DESCRIPTION OF THE TASK — Quote the lines below from the one containing "Target: open mouth" to the final line, both ends included; exclude the pictures.

DATASET —
+ + + +

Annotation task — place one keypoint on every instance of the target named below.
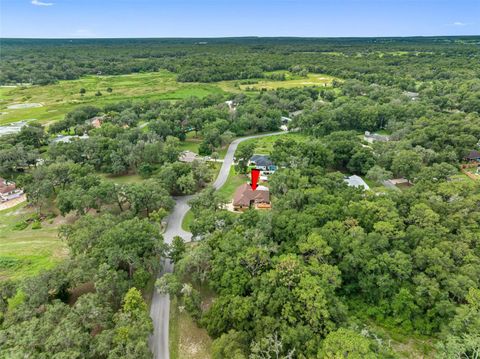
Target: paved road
(160, 308)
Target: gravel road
(160, 307)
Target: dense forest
(314, 277)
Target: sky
(226, 18)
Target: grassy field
(26, 252)
(187, 340)
(62, 97)
(290, 82)
(233, 181)
(264, 145)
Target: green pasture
(60, 98)
(28, 251)
(264, 145)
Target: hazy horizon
(68, 19)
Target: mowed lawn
(264, 145)
(26, 252)
(60, 98)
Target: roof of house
(377, 137)
(473, 155)
(261, 160)
(411, 94)
(188, 156)
(68, 139)
(5, 186)
(356, 181)
(244, 195)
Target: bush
(20, 226)
(36, 225)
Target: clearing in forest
(26, 252)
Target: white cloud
(41, 3)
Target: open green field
(264, 145)
(58, 99)
(62, 97)
(290, 82)
(187, 340)
(26, 252)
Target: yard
(264, 145)
(187, 340)
(25, 252)
(60, 98)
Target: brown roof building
(245, 197)
(473, 156)
(6, 187)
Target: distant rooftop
(356, 181)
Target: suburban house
(356, 181)
(188, 157)
(245, 198)
(375, 137)
(232, 106)
(96, 121)
(8, 190)
(473, 156)
(285, 123)
(397, 183)
(412, 95)
(68, 139)
(262, 163)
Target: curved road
(160, 308)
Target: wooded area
(314, 277)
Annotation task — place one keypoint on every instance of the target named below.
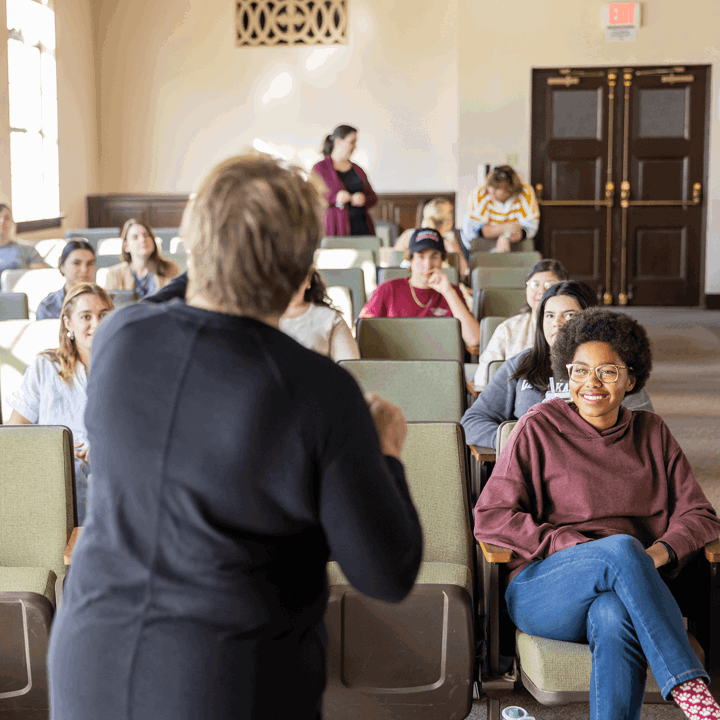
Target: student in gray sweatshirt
(526, 379)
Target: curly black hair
(626, 337)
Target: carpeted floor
(685, 390)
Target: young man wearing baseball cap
(427, 292)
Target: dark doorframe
(619, 164)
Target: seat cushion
(554, 666)
(430, 574)
(37, 580)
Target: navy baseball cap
(426, 239)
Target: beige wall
(152, 94)
(495, 68)
(176, 95)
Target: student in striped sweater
(504, 211)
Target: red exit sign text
(621, 14)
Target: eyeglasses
(605, 373)
(535, 285)
(503, 172)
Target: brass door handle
(626, 202)
(609, 200)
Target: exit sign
(620, 15)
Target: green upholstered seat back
(435, 469)
(410, 339)
(36, 496)
(425, 390)
(20, 342)
(488, 325)
(503, 433)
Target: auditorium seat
(166, 236)
(341, 300)
(515, 259)
(488, 325)
(556, 672)
(415, 659)
(37, 516)
(20, 342)
(425, 390)
(387, 231)
(358, 242)
(353, 280)
(93, 235)
(341, 258)
(498, 301)
(13, 306)
(50, 250)
(36, 284)
(410, 339)
(109, 246)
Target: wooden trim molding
(165, 210)
(712, 301)
(35, 225)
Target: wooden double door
(618, 162)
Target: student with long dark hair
(593, 500)
(311, 319)
(143, 269)
(76, 265)
(348, 191)
(527, 378)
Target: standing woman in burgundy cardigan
(348, 193)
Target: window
(32, 86)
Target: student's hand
(439, 281)
(659, 554)
(503, 244)
(390, 424)
(343, 197)
(81, 451)
(515, 230)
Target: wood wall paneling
(166, 210)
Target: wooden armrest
(712, 551)
(67, 555)
(482, 454)
(494, 553)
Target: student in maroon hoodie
(593, 498)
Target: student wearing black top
(229, 463)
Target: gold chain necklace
(412, 291)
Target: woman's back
(226, 452)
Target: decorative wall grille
(290, 22)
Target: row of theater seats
(422, 650)
(416, 659)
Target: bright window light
(32, 90)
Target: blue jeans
(610, 592)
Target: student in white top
(315, 324)
(15, 255)
(503, 211)
(54, 388)
(517, 333)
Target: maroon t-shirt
(394, 298)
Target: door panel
(639, 131)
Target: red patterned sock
(695, 700)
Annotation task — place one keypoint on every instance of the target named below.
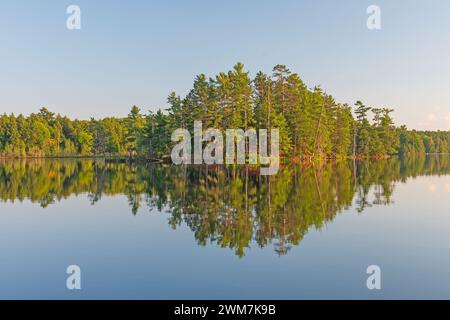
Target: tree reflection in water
(228, 206)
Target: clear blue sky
(136, 52)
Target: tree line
(311, 123)
(225, 206)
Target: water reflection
(227, 206)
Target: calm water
(165, 232)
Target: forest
(311, 123)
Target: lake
(176, 232)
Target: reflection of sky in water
(126, 256)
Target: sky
(136, 52)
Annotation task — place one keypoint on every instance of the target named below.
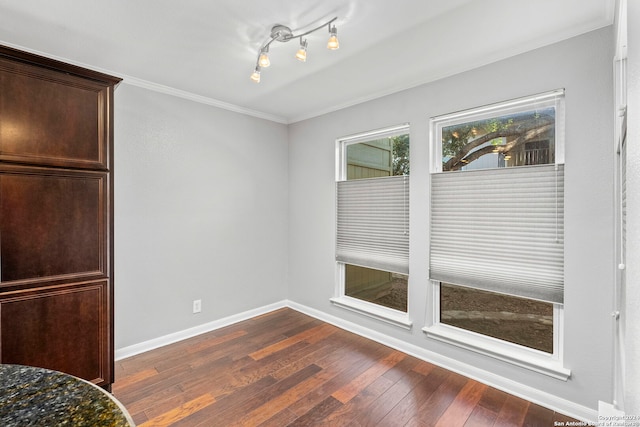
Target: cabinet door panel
(51, 118)
(63, 328)
(52, 224)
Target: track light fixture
(283, 34)
(301, 54)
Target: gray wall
(583, 66)
(200, 211)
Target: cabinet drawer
(53, 224)
(51, 118)
(65, 328)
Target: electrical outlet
(197, 306)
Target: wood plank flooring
(288, 369)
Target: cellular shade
(500, 230)
(373, 223)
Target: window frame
(550, 364)
(340, 299)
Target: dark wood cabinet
(56, 216)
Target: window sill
(512, 353)
(389, 315)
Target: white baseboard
(132, 350)
(523, 391)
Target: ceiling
(206, 49)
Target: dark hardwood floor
(288, 369)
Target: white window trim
(535, 360)
(374, 311)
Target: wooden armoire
(56, 216)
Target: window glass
(518, 320)
(376, 286)
(380, 155)
(378, 158)
(517, 133)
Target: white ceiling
(206, 49)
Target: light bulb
(301, 54)
(333, 43)
(263, 60)
(256, 75)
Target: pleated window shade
(373, 223)
(500, 230)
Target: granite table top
(41, 397)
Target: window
(372, 238)
(497, 230)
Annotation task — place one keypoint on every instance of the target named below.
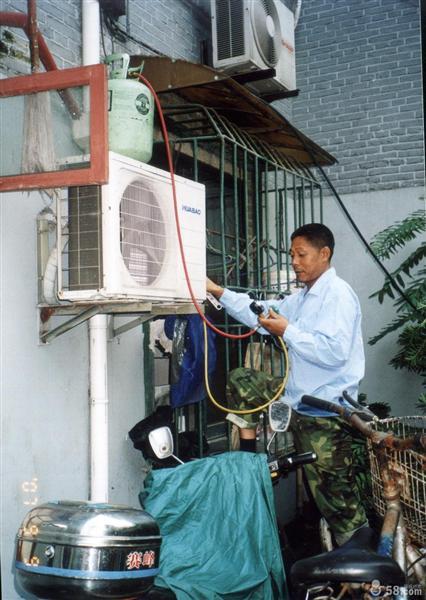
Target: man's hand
(213, 288)
(274, 323)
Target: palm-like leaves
(410, 276)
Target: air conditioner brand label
(196, 211)
(142, 104)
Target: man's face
(308, 261)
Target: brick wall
(359, 72)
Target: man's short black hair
(317, 234)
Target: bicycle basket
(411, 466)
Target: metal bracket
(82, 313)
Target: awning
(199, 84)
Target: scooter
(219, 512)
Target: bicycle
(363, 568)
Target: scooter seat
(354, 562)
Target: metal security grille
(84, 267)
(143, 233)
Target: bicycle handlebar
(357, 418)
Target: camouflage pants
(331, 478)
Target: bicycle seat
(354, 562)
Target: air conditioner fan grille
(143, 233)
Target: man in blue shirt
(321, 325)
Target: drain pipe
(98, 325)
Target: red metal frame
(94, 76)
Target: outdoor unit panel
(135, 238)
(85, 237)
(251, 35)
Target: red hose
(182, 251)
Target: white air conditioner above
(253, 35)
(121, 239)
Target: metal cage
(411, 466)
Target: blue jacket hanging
(187, 362)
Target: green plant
(410, 276)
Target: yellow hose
(248, 411)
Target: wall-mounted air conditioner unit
(121, 238)
(251, 35)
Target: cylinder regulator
(130, 110)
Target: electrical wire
(179, 233)
(250, 410)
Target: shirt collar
(321, 282)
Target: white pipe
(98, 324)
(297, 12)
(91, 32)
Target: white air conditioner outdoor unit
(122, 240)
(252, 35)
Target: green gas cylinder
(130, 110)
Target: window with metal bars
(255, 198)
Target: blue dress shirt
(323, 337)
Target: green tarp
(217, 519)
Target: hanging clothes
(187, 361)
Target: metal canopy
(199, 84)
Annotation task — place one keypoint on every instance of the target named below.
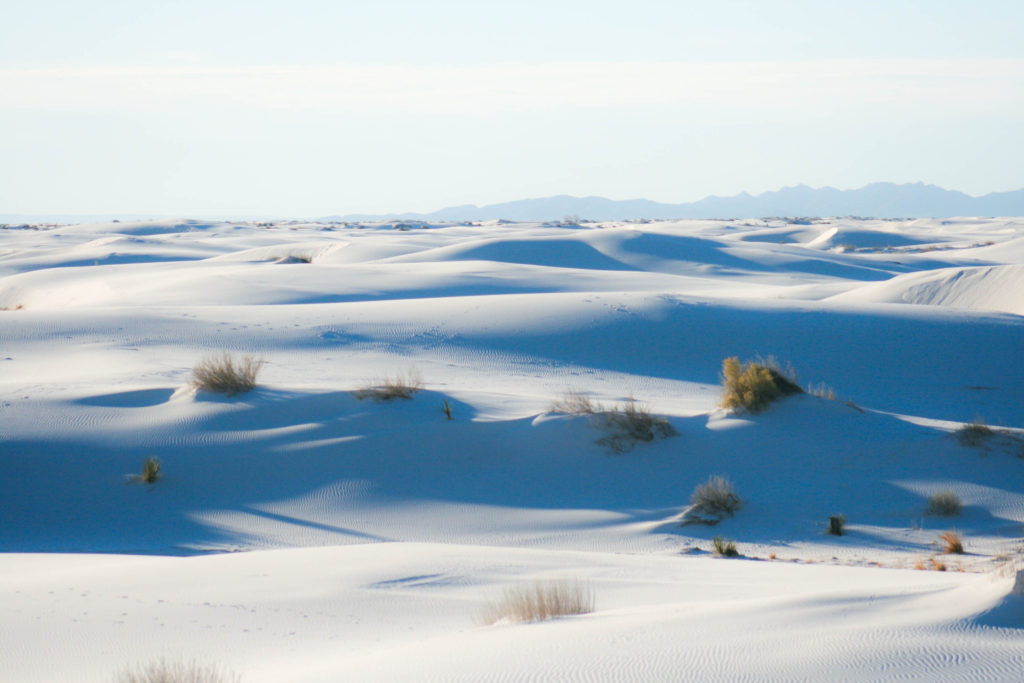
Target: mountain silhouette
(879, 200)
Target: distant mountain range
(880, 200)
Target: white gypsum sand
(376, 530)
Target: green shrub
(222, 374)
(752, 386)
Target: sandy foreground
(299, 532)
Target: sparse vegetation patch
(625, 425)
(222, 374)
(713, 501)
(724, 547)
(151, 471)
(539, 601)
(399, 386)
(163, 671)
(752, 386)
(632, 423)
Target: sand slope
(376, 530)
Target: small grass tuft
(821, 390)
(752, 386)
(163, 671)
(222, 374)
(837, 524)
(974, 434)
(539, 601)
(630, 424)
(952, 543)
(713, 501)
(724, 547)
(399, 386)
(151, 471)
(944, 504)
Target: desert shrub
(975, 433)
(944, 504)
(625, 425)
(151, 471)
(222, 374)
(163, 671)
(714, 500)
(539, 601)
(752, 386)
(951, 543)
(724, 547)
(399, 386)
(631, 423)
(821, 390)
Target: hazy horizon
(314, 108)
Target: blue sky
(310, 108)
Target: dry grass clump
(713, 501)
(539, 601)
(222, 374)
(163, 671)
(631, 423)
(151, 471)
(724, 547)
(951, 542)
(626, 424)
(944, 504)
(752, 386)
(399, 386)
(975, 433)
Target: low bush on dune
(625, 425)
(753, 385)
(151, 471)
(389, 388)
(724, 547)
(632, 423)
(944, 504)
(713, 501)
(163, 671)
(539, 601)
(222, 374)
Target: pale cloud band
(962, 86)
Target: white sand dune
(374, 532)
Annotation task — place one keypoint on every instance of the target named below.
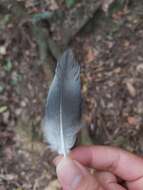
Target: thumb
(73, 176)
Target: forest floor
(109, 49)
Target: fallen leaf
(2, 50)
(90, 55)
(140, 67)
(132, 120)
(3, 109)
(131, 89)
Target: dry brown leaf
(132, 120)
(90, 55)
(131, 89)
(106, 4)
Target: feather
(63, 108)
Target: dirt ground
(110, 51)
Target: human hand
(110, 163)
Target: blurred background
(107, 39)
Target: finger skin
(108, 181)
(121, 163)
(74, 176)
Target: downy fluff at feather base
(63, 109)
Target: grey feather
(63, 109)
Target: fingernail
(57, 160)
(69, 173)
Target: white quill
(63, 109)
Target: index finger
(121, 163)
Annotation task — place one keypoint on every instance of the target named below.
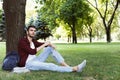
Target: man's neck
(29, 38)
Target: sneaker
(20, 70)
(81, 66)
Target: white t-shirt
(30, 57)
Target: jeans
(38, 63)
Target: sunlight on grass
(102, 63)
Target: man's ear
(27, 32)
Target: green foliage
(42, 31)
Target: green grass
(103, 63)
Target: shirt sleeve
(26, 47)
(37, 44)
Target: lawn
(102, 63)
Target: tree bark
(74, 38)
(15, 22)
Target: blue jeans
(38, 63)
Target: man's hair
(31, 26)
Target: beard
(31, 36)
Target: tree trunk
(74, 38)
(108, 34)
(90, 35)
(15, 22)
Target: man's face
(31, 32)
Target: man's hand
(48, 43)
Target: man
(28, 47)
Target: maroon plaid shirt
(24, 50)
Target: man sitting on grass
(28, 47)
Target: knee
(48, 48)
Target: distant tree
(42, 30)
(107, 15)
(71, 11)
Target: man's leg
(49, 50)
(37, 65)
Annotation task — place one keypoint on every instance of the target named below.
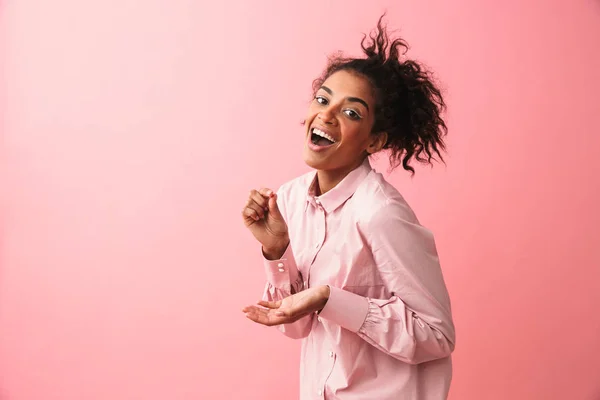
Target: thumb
(274, 208)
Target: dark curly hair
(408, 103)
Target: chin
(313, 161)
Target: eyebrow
(352, 99)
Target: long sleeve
(283, 280)
(414, 324)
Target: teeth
(322, 134)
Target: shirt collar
(337, 196)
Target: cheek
(355, 134)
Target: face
(339, 123)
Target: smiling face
(339, 123)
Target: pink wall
(134, 129)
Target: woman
(350, 270)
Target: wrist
(325, 291)
(276, 252)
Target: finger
(250, 213)
(274, 208)
(259, 199)
(265, 316)
(266, 192)
(257, 202)
(270, 304)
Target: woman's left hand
(290, 309)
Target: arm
(283, 280)
(415, 324)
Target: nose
(327, 116)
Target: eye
(321, 100)
(352, 114)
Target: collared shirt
(386, 332)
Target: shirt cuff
(345, 309)
(283, 272)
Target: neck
(328, 179)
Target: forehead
(349, 84)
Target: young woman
(350, 270)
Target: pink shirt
(386, 331)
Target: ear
(377, 143)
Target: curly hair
(408, 103)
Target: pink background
(133, 131)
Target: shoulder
(385, 217)
(376, 198)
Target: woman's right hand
(263, 218)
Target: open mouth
(320, 138)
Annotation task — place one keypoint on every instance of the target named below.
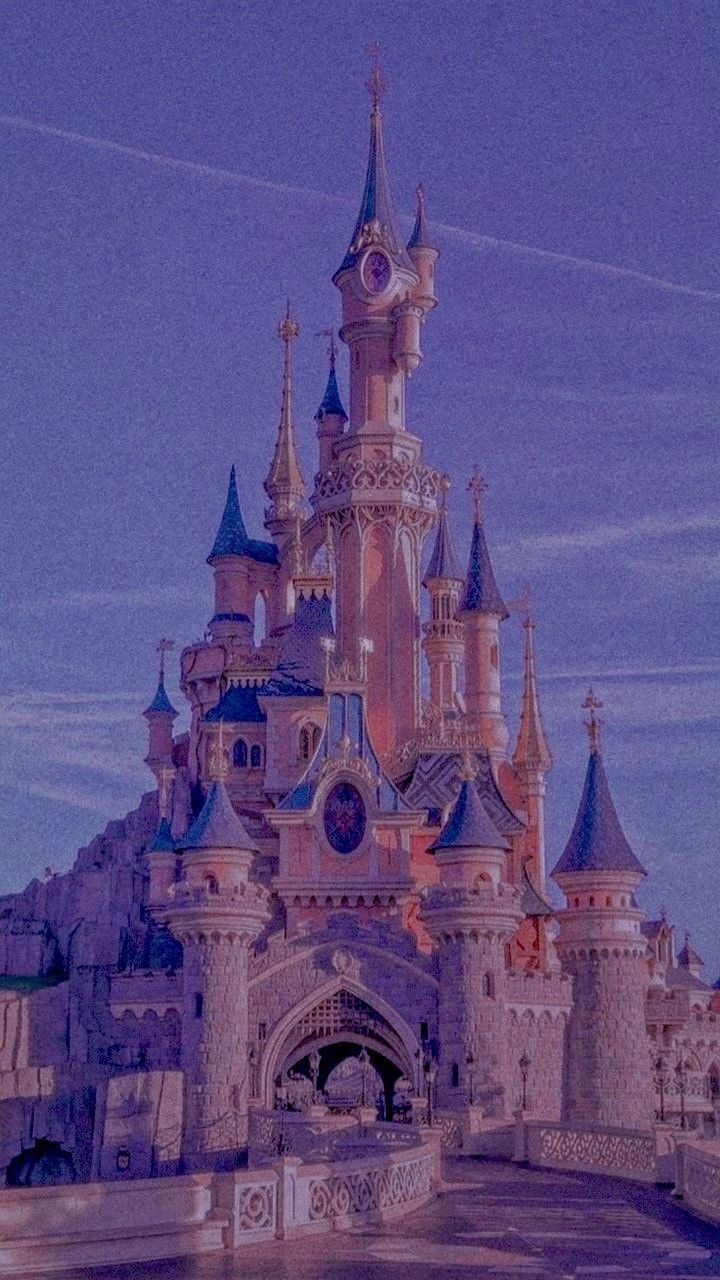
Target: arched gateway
(338, 1024)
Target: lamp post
(680, 1080)
(524, 1068)
(661, 1080)
(470, 1064)
(314, 1072)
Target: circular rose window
(345, 818)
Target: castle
(336, 895)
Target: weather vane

+ + + +

EXERCISE RESULT —
Target: open mouth
(320, 138)
Annotation task — place one keypoint on every instance of the target named below.
Target: arched gateway
(338, 1024)
Target: lamp post
(680, 1080)
(524, 1068)
(661, 1080)
(470, 1064)
(314, 1072)
Target: circular rose window
(345, 818)
Target: castle
(336, 895)
Target: weather vane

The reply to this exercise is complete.